PROVIDED MATERIAL:
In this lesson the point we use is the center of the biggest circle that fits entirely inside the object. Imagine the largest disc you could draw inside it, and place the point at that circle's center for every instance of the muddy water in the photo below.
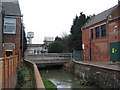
(63, 79)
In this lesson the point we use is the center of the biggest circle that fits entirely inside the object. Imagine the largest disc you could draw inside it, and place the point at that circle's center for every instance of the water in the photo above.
(62, 79)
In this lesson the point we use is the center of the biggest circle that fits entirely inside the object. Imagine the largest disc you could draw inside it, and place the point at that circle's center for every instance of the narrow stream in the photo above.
(62, 79)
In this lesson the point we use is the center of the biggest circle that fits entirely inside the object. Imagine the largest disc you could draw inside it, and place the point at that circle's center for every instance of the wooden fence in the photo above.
(8, 66)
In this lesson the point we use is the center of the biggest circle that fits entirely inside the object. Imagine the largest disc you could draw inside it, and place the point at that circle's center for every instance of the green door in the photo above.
(115, 51)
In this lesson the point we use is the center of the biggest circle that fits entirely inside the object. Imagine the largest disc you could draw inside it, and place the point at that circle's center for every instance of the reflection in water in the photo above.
(62, 79)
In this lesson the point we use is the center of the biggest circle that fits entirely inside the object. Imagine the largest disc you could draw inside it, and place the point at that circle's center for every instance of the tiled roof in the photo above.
(99, 17)
(11, 8)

TASK: Repeat only the stretch of lines starting at the one containing "door in the photo above." and running to the final line of the entries above.

OUTPUT:
In this lesson the point we use is the center of the biggest circle that fits entirely inside the object. Imagine the largest disc you could draw inside it, and place the point at that circle's center for every instance of the green door in the photo above.
(115, 51)
In this lesson the point we use is the center of the biggest circle that fits entirely inside the object. Imagine the largest disc you could draw inside it, and place the point at that circle's center for every instance of the reflection in water in the photo above.
(62, 79)
In this lesson the point we use is the center of the biggest circle that fits entirely inside the object. Imagine the largest disc you could draw inside it, and place the point at that circle's center for every instance of the tiled roof in the photo above.
(99, 17)
(11, 8)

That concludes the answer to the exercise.